→ **Problems to work on**
• 1. List the three things that the architecture proposed in the beam-steered positioning abstract needs none of to achieve 3D localization.
• 2. In the beam-steered positioning abstract, what method is used to design the steering pattern?
─── Source document
Model-Based Beam-Steered Optical Wireless Positioning with Single-LED Single-Photodiode for 3D Localization
This addresses the need for cost-effective and simpler deployment in optical wireless positioning systems, though it appears incremental as it builds on existing OWP methods.
The paper tackles the problem of achieving 3D optical wireless positioning with reduced hardware complexity by using a single beam-steered LED and single photodiode, achieving centimeter-level accuracy in simulations.
State-of-the-art optical wireless positioning (OWP) commonly reaches centimeter-level accuracy by depending on dense multi-light-emitting diodes (LED) infrastructures, photodiode (PD) arrays, or image-sensor receivers, incurring hardware complexity and deployment cost. This paper introduces a single beam-steered LED, single-PD OWP architecture that achieves three-dimensional (3D) localization without receiver rotation, cameras, or PD arrays; the core idea is to steer the transmitter through K known orientations and exploit the resulting received-signal-strength variations at the PD to estimate LED-to-PD direction and distance. We derive a composite Cramer-Rao lower bound and position-error bound (PEB) for the joint observation model, and cast the steering-pattern design as a genetic algorithm that minimizes the PEB over a 3D testbed. We develop both model-based a constrained nonlinear estimator and closed-form direction estimators: a statistically efficient generalized least squares solution, and a lightweight weighted least squares approximation. Simulations demonstrate centimeter-level accuracy for 3D OWP with a single beam-steered LED and a single PD.
──────
─── Recorded information
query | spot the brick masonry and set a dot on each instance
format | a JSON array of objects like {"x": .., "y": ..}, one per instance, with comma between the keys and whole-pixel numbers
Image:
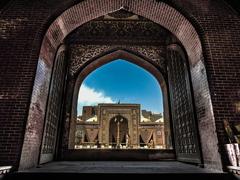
[{"x": 23, "y": 25}]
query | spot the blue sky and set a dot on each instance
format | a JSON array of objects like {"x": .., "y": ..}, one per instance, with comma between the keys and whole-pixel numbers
[{"x": 124, "y": 81}]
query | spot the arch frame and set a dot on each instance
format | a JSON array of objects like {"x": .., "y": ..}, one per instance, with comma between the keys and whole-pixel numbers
[
  {"x": 175, "y": 22},
  {"x": 107, "y": 58}
]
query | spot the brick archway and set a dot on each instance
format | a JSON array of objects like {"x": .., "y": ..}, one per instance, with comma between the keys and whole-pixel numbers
[
  {"x": 95, "y": 63},
  {"x": 160, "y": 13}
]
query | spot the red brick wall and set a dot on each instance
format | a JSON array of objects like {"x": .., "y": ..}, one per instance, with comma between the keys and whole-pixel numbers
[{"x": 24, "y": 23}]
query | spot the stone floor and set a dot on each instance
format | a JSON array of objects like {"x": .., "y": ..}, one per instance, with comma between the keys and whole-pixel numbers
[{"x": 140, "y": 167}]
──────
→ **Task-by-task outputs**
• 1. Receiver rotation, cameras, and PD arrays.

• 2. A genetic algorithm that minimizes the position-error bound (PEB) over a 3D testbed.